Provided entries: Begin
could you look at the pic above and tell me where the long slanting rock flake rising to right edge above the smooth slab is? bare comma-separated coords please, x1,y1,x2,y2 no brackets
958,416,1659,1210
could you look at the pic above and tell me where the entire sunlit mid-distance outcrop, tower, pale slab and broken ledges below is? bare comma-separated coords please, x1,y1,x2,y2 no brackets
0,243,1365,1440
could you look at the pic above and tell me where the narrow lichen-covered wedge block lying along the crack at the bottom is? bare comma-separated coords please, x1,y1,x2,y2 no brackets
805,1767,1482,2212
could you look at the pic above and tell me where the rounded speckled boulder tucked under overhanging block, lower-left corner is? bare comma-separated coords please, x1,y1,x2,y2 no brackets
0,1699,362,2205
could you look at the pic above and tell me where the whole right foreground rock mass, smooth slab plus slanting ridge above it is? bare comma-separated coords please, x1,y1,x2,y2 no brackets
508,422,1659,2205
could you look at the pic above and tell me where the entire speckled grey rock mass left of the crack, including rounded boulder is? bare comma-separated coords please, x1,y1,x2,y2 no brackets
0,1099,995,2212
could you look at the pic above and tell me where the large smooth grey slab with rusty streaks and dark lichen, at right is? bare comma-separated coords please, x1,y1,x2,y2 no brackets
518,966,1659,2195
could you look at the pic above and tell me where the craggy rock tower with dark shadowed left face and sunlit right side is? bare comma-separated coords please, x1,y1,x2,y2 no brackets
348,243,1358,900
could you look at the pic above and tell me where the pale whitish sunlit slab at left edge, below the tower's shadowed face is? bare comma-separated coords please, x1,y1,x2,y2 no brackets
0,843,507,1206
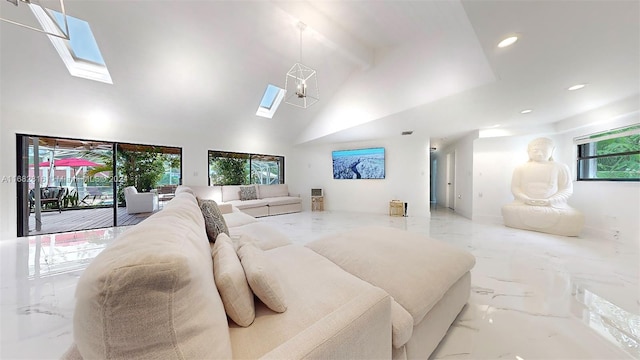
Provided entries: End
**Goal of the exercise:** Restate each of the entries above word for word and skip every image.

**Output of the exercise:**
could you look at the pic above and tell me where the long slanting rock flake rising to right edge above the smooth slab is? bare comma-separated coords please, x1,y1,x2,y2 no brackets
958,416,1659,1210
could you look at the pic above and tell me where the entire sunlit mid-distance outcrop, tower, pale slab and broken ledges below is? bare comma-separated coords please, x1,y1,x2,y2 no brackets
0,243,1365,1440
could you look at the pic above and tell me where the narrow lichen-covered wedge block lying along the crack at the bottom is? bare comma-separated coords please, x1,y1,x2,y2 no brackets
805,1767,1482,2212
could you look at the pic above and tell me where the rounded speckled boulder tucked under overhanging block, lower-left corner is? bare comma-separated coords please, x1,y1,x2,y2 no brackets
0,1699,362,2205
could you look at the pic above and tell me where the whole right foreground rock mass, smooth slab plus slanting ridge above it is? bare comma-separated coords please, x1,y1,x2,y2 no brackets
508,422,1659,2205
could you look at the pic above and tell me where the entire speckled grey rock mass left of the crack, including rounded boulder is? bare comma-separated coords please, x1,y1,x2,y2 no brackets
0,1099,995,2212
could you look at the pic above and tell me where the large smooth grey slab with rusty streaks and dark lichen, at right is? bare comma-separated coords please, x1,y1,x2,y2 no brackets
518,966,1659,2195
could you look at the pic above and tell me where the craggy rock tower with dark shadowed left face and sunlit right side is? bare comma-separated coords please, x1,y1,x2,y2 no brackets
348,243,1358,900
could you look at the pic above and tell me where the pale whitish sunlit slab at left edge, below the tower's shadowed face is? bare comma-separated coords please, x1,y1,x2,y2 no brackets
0,843,507,1206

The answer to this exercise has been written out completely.